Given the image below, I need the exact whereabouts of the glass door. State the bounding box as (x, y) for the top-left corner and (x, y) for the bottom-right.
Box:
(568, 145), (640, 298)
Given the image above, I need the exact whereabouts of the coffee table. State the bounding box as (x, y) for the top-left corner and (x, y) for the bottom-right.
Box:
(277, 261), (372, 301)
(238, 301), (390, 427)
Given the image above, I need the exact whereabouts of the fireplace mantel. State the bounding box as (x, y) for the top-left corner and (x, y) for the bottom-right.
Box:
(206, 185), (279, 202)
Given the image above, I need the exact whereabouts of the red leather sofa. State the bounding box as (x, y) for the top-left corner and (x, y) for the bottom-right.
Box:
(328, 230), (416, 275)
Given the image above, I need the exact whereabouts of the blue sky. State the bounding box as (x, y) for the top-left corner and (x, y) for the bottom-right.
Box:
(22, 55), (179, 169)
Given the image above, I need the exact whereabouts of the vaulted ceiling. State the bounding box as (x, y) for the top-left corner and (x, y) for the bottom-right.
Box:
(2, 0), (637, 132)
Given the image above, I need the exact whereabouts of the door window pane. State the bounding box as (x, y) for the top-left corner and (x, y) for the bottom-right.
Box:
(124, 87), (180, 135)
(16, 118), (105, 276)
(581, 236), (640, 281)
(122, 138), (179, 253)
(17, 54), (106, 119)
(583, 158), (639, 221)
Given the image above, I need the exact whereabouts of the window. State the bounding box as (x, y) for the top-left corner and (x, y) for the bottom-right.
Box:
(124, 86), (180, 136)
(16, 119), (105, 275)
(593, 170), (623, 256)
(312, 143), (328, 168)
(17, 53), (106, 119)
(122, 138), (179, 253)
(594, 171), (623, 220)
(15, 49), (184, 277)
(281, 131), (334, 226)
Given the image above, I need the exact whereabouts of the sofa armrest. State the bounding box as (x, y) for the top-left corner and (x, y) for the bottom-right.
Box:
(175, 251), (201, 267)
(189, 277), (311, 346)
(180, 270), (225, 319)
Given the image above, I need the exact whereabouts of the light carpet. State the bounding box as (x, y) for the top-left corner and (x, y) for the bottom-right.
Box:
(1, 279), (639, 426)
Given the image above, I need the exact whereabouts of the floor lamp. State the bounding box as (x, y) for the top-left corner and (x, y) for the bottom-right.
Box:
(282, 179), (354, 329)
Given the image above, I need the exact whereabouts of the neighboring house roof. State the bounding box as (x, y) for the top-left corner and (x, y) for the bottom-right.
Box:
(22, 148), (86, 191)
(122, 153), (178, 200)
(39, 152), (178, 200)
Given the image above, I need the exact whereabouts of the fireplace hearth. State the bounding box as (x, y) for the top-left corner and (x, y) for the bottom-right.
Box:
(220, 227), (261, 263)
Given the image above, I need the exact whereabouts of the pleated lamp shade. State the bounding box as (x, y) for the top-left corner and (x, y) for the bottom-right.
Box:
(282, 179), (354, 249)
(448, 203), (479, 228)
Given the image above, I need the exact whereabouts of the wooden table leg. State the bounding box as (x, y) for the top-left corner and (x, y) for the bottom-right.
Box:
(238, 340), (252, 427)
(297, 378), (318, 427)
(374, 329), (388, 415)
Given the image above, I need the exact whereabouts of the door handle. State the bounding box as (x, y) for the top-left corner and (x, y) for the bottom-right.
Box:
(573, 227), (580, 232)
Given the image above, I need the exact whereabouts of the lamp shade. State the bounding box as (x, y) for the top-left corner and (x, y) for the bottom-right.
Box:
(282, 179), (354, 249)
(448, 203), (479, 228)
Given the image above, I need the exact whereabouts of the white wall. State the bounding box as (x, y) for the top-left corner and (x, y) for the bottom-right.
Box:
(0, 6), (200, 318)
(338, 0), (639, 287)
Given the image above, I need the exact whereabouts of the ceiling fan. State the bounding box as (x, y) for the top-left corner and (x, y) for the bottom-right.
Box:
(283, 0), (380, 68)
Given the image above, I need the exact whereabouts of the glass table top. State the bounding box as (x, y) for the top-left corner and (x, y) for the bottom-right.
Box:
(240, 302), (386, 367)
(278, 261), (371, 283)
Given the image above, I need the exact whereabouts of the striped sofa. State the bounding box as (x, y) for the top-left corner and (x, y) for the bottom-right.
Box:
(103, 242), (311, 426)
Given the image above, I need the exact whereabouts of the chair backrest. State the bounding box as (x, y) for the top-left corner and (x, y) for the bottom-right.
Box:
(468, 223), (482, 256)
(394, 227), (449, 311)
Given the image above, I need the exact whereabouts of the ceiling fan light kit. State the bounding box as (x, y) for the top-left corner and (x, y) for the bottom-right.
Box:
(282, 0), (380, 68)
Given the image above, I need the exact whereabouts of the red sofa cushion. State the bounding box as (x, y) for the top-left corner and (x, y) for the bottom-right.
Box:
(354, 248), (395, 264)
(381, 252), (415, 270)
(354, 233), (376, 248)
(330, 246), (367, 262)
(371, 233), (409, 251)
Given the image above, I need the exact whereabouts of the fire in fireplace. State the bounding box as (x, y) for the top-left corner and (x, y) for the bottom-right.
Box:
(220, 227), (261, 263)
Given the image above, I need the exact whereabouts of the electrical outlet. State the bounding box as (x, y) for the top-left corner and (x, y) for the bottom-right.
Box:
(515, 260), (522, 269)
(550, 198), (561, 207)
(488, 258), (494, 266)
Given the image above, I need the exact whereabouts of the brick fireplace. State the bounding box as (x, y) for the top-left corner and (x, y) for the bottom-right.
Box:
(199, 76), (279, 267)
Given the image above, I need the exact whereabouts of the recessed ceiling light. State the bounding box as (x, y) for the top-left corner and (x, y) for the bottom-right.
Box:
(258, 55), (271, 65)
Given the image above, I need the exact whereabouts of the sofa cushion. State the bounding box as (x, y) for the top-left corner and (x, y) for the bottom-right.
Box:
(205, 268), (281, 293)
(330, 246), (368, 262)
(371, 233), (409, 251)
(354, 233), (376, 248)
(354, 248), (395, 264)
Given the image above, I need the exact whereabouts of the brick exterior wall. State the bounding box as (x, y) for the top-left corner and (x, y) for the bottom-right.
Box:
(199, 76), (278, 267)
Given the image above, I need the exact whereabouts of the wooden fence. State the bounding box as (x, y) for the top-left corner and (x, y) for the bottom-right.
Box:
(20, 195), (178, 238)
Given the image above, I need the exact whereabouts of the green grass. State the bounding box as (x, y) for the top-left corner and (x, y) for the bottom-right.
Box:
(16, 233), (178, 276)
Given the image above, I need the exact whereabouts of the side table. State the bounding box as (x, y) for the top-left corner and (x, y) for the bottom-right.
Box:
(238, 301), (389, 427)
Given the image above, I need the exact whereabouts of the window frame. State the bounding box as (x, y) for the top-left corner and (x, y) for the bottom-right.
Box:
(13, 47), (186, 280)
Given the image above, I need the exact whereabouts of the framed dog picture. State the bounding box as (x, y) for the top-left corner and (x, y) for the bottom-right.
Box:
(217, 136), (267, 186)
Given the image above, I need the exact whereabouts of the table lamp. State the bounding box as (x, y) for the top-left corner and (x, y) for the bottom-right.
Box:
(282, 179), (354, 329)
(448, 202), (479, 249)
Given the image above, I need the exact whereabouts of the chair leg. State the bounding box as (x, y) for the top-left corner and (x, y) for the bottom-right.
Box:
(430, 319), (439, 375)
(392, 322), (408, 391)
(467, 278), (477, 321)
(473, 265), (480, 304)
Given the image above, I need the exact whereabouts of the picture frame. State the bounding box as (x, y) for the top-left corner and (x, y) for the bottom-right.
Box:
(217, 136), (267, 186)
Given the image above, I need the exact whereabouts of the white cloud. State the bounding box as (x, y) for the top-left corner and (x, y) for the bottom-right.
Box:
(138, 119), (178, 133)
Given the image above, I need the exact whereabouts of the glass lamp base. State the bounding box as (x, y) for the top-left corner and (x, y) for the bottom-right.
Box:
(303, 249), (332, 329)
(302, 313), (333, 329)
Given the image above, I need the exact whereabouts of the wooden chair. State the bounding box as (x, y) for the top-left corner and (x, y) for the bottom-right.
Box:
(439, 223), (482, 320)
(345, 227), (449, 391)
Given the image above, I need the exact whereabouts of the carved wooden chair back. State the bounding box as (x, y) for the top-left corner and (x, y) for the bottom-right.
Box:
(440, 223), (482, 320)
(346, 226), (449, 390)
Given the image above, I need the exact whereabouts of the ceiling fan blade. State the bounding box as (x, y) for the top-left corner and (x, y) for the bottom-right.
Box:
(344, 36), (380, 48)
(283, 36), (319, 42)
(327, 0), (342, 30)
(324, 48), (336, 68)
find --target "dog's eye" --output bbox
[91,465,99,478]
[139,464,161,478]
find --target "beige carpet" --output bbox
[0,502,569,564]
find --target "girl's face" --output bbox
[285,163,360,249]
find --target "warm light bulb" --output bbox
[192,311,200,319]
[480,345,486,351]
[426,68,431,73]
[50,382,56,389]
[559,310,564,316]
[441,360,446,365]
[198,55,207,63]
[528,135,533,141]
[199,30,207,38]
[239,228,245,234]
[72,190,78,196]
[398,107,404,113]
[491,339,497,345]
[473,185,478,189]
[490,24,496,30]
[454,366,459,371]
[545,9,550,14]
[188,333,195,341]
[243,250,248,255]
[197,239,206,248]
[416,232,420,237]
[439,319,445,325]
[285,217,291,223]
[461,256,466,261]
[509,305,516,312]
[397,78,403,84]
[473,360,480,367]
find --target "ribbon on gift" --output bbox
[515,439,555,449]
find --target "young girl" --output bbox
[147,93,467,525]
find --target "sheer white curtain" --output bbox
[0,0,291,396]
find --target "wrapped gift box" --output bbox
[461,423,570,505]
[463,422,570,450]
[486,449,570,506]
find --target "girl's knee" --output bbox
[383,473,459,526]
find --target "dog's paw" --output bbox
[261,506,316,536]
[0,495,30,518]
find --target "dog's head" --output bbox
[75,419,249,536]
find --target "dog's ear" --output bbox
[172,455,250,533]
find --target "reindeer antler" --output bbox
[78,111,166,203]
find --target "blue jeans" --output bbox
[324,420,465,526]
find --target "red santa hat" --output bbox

_What to do_. Each line that mentions the string "door" must be copied from the listing.

_Result for this task_.
Given the image below, I need the exact whereabouts of the glass door. State the bounding box as (x, y) for the top-left corner and (x, y) for the bottom-right.
Given the image above, I need the exact whereabouts of the door window pane. State the bounding box as (x, y) for the top-left corner and (x, y) for the bottom-right.
Given the image above, I need the exact whereabouts of the door handle. State the bounding box as (x, y) for the top-left corner and (x, y) for the bottom-right.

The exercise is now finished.